_GOAL OF THE EXERCISE_
Word-for-word transcription: reproduce all of the data, but not the pictures.

_DATA UNDER STUDY_
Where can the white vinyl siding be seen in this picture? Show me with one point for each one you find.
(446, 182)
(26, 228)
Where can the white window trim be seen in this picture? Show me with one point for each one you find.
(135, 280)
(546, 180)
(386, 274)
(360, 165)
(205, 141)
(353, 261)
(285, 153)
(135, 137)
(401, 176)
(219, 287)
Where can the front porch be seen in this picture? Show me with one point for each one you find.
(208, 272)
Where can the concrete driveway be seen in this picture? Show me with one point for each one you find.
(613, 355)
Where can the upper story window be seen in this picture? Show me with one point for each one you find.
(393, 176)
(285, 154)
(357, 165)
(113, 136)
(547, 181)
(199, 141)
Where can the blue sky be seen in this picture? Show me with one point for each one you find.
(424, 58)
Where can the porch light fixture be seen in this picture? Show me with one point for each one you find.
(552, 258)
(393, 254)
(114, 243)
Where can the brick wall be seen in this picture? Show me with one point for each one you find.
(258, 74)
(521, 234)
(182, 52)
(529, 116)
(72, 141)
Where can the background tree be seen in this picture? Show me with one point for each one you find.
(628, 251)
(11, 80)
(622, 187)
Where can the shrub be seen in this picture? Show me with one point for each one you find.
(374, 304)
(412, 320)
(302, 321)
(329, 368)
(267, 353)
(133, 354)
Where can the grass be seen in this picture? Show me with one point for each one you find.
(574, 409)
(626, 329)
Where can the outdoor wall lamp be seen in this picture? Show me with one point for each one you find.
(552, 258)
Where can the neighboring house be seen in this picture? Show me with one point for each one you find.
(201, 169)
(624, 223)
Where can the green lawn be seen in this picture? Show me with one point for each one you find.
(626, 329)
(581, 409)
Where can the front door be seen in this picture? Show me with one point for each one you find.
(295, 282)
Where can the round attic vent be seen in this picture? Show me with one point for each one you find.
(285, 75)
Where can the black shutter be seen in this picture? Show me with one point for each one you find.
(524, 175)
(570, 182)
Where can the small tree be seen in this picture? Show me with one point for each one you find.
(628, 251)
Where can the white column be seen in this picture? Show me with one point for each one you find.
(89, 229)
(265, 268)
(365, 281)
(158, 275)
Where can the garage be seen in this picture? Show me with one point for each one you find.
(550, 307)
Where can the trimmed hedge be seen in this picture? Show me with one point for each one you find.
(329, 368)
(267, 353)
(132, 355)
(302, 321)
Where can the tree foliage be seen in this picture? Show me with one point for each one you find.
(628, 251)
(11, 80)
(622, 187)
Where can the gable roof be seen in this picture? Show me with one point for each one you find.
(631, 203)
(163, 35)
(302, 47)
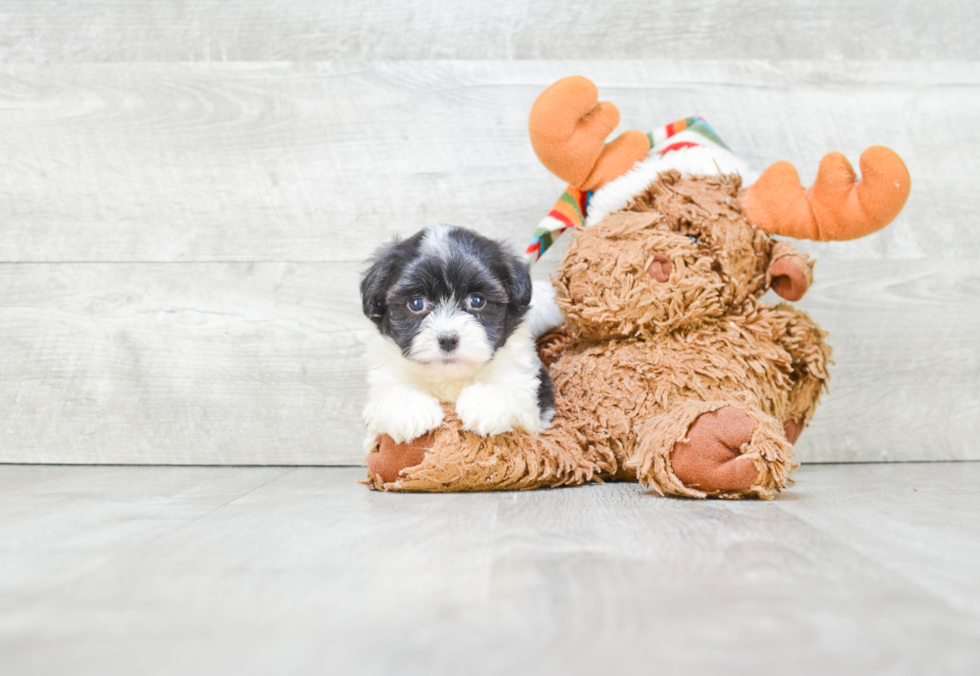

_TASK RESPONSE_
Where can the white vinyl siding be seen in this picture? Show me with one point for each one you find.
(446, 182)
(26, 228)
Where can the white window trim be seen in this picture? Show me with one point for each one you find.
(135, 280)
(546, 180)
(386, 274)
(360, 165)
(205, 141)
(353, 261)
(285, 153)
(135, 137)
(401, 176)
(219, 287)
Where can the front porch be seen in this picture? Show me with one point for each one you find.
(208, 272)
Where can the concrete driveway be seen in this picture? Show me with one point for each one you find.
(613, 355)
Where can the upper story window be seen in this picture? Show me with one point for each one you find.
(393, 176)
(285, 154)
(357, 165)
(113, 136)
(547, 181)
(199, 141)
Where can the blue sky be seen in this picture? Show me with one point for each one you find.
(424, 58)
Where can the porch light fixture be seen in this picture? Show me with one point for each one you find.
(552, 258)
(393, 254)
(114, 243)
Where can the brick wall be seen in this picture? Show me with one point for each one you find.
(258, 74)
(521, 234)
(182, 52)
(529, 116)
(72, 141)
Where can the background tree be seen in this picture? Show me with one point for each one you find.
(628, 251)
(11, 80)
(622, 187)
Where can the shrub be seen in this picture? Show me with one point for each one you find.
(374, 304)
(412, 320)
(302, 321)
(329, 368)
(267, 353)
(133, 354)
Where can the grass be seen in this picture? Show me with one point for each one you find.
(574, 409)
(626, 329)
Where can the outdoor wall lamp be seen in this picture? Show me with one point for each one you find.
(552, 258)
Where can the neighboring house be seen in this picture? Show me with one point for each one you find.
(201, 169)
(624, 223)
Where can the green lawn be seen in this picture? Show me with one point for each one you find.
(626, 329)
(581, 409)
Where can the front door be seen in this picture? Show me with one point for each one you find.
(295, 282)
Where can the round attic vent be seen in this picture? Show me with one point for each one you find.
(285, 75)
Where can the black shutter be seen in this picture? Show me with one point for each one you find.
(524, 175)
(570, 182)
Where can the small tree be seen in this picture? Show me with one point for each one you find.
(628, 251)
Where can the white column be seen in this picture? Show me with one point for each one you find.
(89, 229)
(265, 268)
(365, 281)
(158, 275)
Where can the garage be seen in this picture? Show me with one point for each one you find.
(550, 307)
Where can the trimmed hedge be seen in this picture? Show me with one point for each one you find.
(329, 368)
(267, 353)
(132, 355)
(302, 321)
Where can the tree foliage be seen in this picture? Show me with one point for each one you find.
(628, 251)
(11, 80)
(622, 187)
Where can the gable roof be seen in this picture? Show me with one point for each one you find.
(631, 203)
(163, 35)
(302, 47)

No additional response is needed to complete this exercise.